» STATED GOAL:
Turn the part of the items that opens with the line containing "Find the recessed ceiling" and closes with the line containing "[[[97,39],[98,39],[99,41],[106,41],[106,38],[97,38]]]" into a numbered list, one line per number, with blank lines left out.

» SUPPLIED MATERIAL:
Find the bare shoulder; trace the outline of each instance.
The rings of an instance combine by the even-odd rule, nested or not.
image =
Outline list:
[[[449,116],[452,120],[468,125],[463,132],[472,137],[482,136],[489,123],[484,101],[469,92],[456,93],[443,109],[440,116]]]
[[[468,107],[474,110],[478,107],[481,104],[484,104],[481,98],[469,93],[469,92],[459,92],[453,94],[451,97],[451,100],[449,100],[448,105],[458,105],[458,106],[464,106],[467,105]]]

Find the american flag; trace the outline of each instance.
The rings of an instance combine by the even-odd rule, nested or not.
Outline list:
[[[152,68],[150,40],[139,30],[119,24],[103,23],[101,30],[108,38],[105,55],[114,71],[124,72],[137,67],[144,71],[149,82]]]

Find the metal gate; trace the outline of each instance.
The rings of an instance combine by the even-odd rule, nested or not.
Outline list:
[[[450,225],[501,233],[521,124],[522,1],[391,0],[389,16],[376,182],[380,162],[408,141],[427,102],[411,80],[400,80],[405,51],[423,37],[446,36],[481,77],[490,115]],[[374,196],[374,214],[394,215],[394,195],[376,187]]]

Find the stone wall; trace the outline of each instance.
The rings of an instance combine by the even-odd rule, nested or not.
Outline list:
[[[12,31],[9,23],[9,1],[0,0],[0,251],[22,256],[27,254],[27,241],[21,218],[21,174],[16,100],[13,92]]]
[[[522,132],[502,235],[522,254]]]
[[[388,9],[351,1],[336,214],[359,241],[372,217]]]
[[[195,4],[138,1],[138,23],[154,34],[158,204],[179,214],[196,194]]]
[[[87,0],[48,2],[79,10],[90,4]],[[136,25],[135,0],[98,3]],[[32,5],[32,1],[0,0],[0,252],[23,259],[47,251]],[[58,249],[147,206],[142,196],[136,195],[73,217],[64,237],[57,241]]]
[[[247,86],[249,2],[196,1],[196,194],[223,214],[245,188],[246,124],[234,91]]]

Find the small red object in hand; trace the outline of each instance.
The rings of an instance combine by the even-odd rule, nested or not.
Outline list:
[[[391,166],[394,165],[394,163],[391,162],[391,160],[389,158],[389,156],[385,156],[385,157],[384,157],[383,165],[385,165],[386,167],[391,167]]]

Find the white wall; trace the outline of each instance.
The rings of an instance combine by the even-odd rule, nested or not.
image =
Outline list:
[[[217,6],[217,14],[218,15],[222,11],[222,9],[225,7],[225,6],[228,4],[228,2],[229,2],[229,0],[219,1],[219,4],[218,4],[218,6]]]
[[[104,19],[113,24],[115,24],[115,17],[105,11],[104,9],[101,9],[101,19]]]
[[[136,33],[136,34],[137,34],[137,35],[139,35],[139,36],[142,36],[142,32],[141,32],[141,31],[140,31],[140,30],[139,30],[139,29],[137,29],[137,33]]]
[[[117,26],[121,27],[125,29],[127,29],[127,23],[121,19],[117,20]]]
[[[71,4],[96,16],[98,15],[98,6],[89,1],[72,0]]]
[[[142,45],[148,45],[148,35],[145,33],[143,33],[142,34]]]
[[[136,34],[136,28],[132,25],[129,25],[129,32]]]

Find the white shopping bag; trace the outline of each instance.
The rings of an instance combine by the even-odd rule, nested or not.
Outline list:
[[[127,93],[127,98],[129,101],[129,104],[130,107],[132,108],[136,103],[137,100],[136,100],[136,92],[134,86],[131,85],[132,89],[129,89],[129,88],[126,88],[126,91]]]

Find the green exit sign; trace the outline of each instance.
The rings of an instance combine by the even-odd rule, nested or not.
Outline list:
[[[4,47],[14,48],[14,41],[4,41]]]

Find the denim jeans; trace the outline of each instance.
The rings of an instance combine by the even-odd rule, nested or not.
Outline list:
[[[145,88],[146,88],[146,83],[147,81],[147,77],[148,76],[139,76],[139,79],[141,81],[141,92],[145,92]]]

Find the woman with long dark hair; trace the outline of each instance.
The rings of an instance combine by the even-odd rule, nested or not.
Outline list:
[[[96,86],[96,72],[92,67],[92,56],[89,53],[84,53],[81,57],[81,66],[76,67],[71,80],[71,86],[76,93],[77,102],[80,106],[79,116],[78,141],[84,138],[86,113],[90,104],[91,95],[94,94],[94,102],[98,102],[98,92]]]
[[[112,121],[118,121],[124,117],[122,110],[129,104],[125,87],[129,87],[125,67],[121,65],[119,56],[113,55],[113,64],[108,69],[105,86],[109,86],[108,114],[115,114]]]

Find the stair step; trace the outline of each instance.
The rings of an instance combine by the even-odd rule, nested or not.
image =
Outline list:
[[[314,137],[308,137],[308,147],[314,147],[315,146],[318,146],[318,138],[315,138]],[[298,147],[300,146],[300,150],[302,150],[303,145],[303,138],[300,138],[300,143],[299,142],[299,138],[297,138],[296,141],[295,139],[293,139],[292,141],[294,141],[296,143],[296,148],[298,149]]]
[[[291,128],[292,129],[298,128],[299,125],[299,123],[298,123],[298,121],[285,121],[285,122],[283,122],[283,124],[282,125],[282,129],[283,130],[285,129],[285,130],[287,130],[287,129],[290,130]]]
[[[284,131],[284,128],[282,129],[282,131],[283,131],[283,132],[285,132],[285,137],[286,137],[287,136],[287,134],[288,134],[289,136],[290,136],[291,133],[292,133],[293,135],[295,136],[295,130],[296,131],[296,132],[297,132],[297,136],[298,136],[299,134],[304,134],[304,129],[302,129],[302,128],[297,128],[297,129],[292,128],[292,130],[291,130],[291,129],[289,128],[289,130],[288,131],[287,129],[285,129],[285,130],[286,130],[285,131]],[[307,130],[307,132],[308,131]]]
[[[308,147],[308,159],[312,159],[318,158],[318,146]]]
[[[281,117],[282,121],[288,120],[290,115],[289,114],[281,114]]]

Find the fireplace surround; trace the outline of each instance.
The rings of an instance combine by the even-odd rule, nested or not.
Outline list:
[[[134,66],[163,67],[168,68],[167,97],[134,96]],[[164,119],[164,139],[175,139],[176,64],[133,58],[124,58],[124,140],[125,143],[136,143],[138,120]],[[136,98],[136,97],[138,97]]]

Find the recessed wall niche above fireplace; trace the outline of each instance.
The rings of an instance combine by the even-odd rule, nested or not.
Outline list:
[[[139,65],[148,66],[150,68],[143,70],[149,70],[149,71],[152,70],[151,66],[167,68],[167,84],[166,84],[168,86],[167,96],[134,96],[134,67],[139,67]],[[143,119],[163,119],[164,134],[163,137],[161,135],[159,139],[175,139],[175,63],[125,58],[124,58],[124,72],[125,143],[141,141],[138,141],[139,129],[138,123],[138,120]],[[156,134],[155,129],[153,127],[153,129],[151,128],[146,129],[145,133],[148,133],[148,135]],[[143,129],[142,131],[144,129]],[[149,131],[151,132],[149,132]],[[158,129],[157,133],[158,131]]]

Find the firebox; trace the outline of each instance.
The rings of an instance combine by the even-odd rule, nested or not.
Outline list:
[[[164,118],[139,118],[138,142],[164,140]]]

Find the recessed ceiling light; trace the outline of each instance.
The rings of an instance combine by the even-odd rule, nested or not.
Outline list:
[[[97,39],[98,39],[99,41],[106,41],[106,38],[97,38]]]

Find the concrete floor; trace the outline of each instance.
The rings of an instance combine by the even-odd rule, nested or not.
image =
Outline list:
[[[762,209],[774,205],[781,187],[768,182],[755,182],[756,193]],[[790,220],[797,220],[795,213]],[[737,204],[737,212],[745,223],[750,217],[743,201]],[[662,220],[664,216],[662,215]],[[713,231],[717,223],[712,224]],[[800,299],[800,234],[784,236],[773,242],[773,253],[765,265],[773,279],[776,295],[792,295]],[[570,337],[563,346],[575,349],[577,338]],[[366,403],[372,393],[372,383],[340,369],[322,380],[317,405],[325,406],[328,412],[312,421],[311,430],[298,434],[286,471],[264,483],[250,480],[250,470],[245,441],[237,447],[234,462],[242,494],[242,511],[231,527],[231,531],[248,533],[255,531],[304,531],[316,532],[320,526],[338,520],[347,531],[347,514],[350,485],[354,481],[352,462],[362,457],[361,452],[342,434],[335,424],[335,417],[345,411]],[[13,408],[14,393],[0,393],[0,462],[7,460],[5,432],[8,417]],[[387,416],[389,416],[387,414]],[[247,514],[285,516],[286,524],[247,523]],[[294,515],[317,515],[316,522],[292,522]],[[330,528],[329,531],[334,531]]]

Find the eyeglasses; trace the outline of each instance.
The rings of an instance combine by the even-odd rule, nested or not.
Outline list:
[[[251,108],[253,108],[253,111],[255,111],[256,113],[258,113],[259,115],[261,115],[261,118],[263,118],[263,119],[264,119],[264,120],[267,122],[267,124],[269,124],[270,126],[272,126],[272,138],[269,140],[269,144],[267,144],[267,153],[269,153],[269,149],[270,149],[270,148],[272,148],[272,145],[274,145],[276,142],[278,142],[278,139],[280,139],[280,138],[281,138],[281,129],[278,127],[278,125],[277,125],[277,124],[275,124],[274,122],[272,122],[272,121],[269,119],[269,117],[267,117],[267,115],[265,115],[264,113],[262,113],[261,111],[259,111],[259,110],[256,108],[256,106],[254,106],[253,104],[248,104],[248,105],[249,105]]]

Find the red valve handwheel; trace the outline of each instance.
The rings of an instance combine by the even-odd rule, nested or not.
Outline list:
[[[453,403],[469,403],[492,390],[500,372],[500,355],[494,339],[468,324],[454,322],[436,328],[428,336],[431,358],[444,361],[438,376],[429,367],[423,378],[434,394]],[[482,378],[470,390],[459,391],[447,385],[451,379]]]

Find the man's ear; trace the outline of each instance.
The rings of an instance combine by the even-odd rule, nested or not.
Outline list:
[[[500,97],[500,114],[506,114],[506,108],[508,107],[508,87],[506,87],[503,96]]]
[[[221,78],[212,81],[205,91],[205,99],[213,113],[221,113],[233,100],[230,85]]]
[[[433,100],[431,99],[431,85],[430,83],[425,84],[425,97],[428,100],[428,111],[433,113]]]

» THE RESULT:
1. Find the recessed ceiling light; trace the outline of each instance.
2. The rings of an instance combine by the even-odd rule, nested or not.
3. Outline list:
4. [[[97,39],[98,39],[99,41],[106,41],[106,38],[97,38]]]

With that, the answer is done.